REQUIRED ACTION 1: In the golf week-in-review post, which reader suggested regulating driver head size as a way to deal with distance?
REQUIRED ACTION 2: Copy the golf week-in-review post word for word from "Scott S: Many, many" to "over the place.".

PASSAGE TO READ:
+++++
Week In Review: October 14-21: Arnie and Drivers
/As the season winds down and the hot-button tech issues figure to heat up, news of Callaway's lousy earnings prompted JPB to make this astute point about the demise of the Top Flite "brand": Actually if top-flite has a problem, it may be a symptom of the things we talk about here. Fewer players playing fewer rounds at more expensive courses. If a lot of top-flites sell it might mean a lot of average or bad players are playing, maybe at cheaper courses. Not my brand, but there are worse products than top-flites. For what they are, they work better than they need to.
Reader Bill S suggested the driver head size be regulated as a way to deal with distance and your comments were interesting, with nearly all of the 20 weighing in agreeing that it has played a major role in the distance explosion of the last few years.
Hawkeye: The launching characteristics would be altered since the weight distribution in the clubeheads would have to be somewhat different, and subsequently it would't be as easy to launch the high, floating drives that are the norm today. Now, if we could just introduce a limit to tee-peg height as well...
Scott S: Many, many things have happened over the years with equipment that it is difficult to pinpoint the culprits, but driver head size is big in the spotlight. We like to think of the tour guys hitting everything dead-center all the time, but this isn't reality. With smaller clubheads on a tense tournament day, people would be skying and topping them all over the place.
DAW: I own a persimmon-head driver that I use from time to time. I don't think I can hit it as far as my normal driver, but in the summer it's quite close. I hit it much, much lower, however. On courses with forced carries, this is a big disadvantage. Not just because of fairway bunkers, but consider a hole where the fairway runs a bit uphill and then flattens out at 230 yards. If I catch the wooden driver a bit thin, it doesn't land on the plateau and goes nowhere. I also think that I lose a larger percentage of the height on imperfect strikes with the wooden driver compared to the big metal one...If limiting the head size would significantly lower the trajectory for drivers then it might be a worthwhile idea.
Bill S: If you read the history books, way back in the days of hickory sticks and before Titleists people hit 300 yard drives now and again. If you let your swing speed get faster, you will hit the ball farther. BUT - with small Persimmon (and even early steel) heads, there was a cost/benefit analysis to be made. If people let their swings out and missed (even a little bit) they wouldn't miss the fairway, they would miss the state. As a result, players like Jack rarely aired it out. Furthermore, mediocre players almost NEVER aired it out b/c they could not control the direction of their shots. In 2006, everyone knows the sweet spot is huge and everyone knows the clubs have incredible MOI's to keep the ball in play. Even hackers like me can play "feerless golf" with a 460cc driver.
Smitty: All you have to do is remember Jay Haas popping up his drive at the Ryder Cup to realize what a difference head size makes--especially under pressure...The problem still overwhelmingly is THE BALL!
And while we can joke about his various farewells, Arnold Palmer really did say goodbye to competitive golf this week and things just won't ever be the same. But if we could just get them to Augusta Thursday morning...
Hawkeye: For some reason, the first golfing stars of the TV age (Palmer, Nicklaus, Player) have all seemed to believe that they would be, truly, forever young. Sadly, that's not the case, and it took Palmer thirty years to realize that. Let's hope Nicklaus and Player also change their minds on being "cermonial players" and reconvene on the first tee at Augusta next April!
ken-one-putt: If we can get the Big Three on the first tee for Thursday at Augusta next year it would truly be a wonderful thing for golf.
And echoing his comments, Smolmania: Mr. Palmer's best days were long since done by the time I came along, but no one since has had the personal magnetism, the ability to make everyone in his presence feel that he was friends with the King. Palmer, Nicklaus, Player. Big Three golf lives. 1st group out on Wednesday afternoon in the Par-3 Tournament, and 1st tee shots on Thursday morning. All would be right in the world for those 18 hours.
+++++
STUDY MATERIAL:
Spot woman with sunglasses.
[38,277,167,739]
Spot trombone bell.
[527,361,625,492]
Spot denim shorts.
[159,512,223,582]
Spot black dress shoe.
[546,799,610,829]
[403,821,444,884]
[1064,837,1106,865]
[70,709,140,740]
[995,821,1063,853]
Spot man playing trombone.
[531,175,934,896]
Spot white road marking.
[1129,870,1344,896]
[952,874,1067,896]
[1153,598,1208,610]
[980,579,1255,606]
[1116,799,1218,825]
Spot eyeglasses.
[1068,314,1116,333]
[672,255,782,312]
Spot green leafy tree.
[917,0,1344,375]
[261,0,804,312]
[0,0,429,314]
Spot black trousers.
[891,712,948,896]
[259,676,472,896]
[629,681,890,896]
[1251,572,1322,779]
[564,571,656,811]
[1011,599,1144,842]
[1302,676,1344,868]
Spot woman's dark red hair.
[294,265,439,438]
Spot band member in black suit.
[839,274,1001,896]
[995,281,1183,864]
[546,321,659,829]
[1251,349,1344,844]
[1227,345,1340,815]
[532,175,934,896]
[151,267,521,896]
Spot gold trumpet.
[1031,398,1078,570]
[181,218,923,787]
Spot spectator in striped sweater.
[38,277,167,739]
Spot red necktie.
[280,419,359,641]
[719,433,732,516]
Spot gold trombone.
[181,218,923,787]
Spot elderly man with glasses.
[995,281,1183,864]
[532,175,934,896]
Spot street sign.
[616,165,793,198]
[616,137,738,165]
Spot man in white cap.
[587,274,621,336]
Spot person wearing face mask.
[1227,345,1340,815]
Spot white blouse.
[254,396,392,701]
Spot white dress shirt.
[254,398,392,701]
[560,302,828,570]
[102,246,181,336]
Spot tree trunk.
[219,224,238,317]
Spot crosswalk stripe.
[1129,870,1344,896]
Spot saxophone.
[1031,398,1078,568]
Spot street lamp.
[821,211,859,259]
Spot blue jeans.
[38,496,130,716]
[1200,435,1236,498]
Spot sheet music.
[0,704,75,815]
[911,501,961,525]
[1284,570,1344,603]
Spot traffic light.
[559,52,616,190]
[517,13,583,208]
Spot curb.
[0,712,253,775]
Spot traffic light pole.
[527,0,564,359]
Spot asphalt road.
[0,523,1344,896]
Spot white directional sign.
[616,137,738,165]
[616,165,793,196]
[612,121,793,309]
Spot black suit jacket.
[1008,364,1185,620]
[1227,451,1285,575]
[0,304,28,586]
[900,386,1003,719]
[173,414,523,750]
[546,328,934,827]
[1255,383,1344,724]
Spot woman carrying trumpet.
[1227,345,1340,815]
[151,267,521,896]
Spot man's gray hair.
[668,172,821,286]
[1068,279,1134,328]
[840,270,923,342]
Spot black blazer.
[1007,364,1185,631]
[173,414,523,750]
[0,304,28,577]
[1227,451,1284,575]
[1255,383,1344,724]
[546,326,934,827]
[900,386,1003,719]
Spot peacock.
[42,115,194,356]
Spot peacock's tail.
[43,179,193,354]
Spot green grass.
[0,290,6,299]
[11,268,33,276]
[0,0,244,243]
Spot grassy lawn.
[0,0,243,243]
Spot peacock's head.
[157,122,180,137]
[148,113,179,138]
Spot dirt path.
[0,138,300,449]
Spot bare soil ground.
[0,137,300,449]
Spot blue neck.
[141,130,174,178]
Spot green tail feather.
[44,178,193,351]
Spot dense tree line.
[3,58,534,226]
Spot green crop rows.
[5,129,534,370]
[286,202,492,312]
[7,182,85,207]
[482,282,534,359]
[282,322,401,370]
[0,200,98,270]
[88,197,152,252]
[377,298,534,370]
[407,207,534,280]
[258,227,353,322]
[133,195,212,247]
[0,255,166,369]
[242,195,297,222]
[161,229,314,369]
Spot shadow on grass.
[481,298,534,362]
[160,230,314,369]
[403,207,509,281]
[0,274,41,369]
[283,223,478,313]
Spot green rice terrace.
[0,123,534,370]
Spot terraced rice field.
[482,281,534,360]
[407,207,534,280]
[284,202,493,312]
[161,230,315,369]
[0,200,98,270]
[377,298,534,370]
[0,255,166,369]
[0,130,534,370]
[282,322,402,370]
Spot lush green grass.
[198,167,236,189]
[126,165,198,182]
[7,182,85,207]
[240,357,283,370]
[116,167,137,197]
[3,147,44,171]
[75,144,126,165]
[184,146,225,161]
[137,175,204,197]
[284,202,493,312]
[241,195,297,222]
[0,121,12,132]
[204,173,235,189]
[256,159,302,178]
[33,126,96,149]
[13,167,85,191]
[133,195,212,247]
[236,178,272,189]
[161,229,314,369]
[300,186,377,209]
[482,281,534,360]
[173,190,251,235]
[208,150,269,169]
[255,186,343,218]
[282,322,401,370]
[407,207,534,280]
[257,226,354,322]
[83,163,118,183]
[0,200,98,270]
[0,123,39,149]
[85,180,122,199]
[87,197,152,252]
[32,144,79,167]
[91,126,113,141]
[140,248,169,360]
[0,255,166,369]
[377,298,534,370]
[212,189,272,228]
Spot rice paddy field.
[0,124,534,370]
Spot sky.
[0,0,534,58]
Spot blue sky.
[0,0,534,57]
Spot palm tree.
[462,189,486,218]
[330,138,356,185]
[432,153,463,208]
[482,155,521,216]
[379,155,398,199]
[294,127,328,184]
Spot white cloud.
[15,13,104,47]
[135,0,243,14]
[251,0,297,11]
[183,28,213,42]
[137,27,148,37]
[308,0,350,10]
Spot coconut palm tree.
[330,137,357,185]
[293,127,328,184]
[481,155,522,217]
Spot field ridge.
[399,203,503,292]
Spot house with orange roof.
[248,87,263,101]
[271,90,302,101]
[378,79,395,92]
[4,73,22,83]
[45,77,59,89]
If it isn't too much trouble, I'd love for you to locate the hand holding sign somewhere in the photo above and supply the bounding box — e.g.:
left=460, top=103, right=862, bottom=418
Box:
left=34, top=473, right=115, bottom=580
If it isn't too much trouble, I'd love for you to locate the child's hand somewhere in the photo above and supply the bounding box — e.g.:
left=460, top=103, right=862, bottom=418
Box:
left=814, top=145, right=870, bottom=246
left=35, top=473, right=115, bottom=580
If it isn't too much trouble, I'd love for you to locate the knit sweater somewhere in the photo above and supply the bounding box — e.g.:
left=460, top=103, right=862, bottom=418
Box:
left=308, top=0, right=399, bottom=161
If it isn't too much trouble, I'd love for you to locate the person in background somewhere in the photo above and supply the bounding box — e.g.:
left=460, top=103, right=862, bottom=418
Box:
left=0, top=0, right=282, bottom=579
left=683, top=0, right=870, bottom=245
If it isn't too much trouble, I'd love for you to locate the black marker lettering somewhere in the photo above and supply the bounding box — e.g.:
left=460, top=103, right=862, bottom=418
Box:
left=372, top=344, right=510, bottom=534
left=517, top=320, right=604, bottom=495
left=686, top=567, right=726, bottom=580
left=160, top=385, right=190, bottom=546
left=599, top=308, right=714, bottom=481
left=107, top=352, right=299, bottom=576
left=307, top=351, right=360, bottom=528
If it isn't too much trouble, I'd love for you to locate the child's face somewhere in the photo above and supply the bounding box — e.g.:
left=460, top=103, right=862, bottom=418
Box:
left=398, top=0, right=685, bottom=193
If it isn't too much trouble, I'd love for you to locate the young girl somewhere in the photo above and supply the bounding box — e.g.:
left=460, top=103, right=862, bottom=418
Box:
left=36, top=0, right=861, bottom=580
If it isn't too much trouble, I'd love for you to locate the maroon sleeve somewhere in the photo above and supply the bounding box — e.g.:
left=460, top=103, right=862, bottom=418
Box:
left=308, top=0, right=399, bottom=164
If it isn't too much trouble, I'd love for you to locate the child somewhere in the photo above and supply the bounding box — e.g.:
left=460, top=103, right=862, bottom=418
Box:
+++++
EXERCISE OUTPUT 1: Bill S

EXERCISE OUTPUT 2:
Scott S: Many, many things have happened over the years with equipment that it is difficult to pinpoint the culprits, but driver head size is big in the spotlight. We like to think of the tour guys hitting everything dead-center all the time, but this isn't reality. With smaller clubheads on a tense tournament day, people would be skying and topping them all over the place.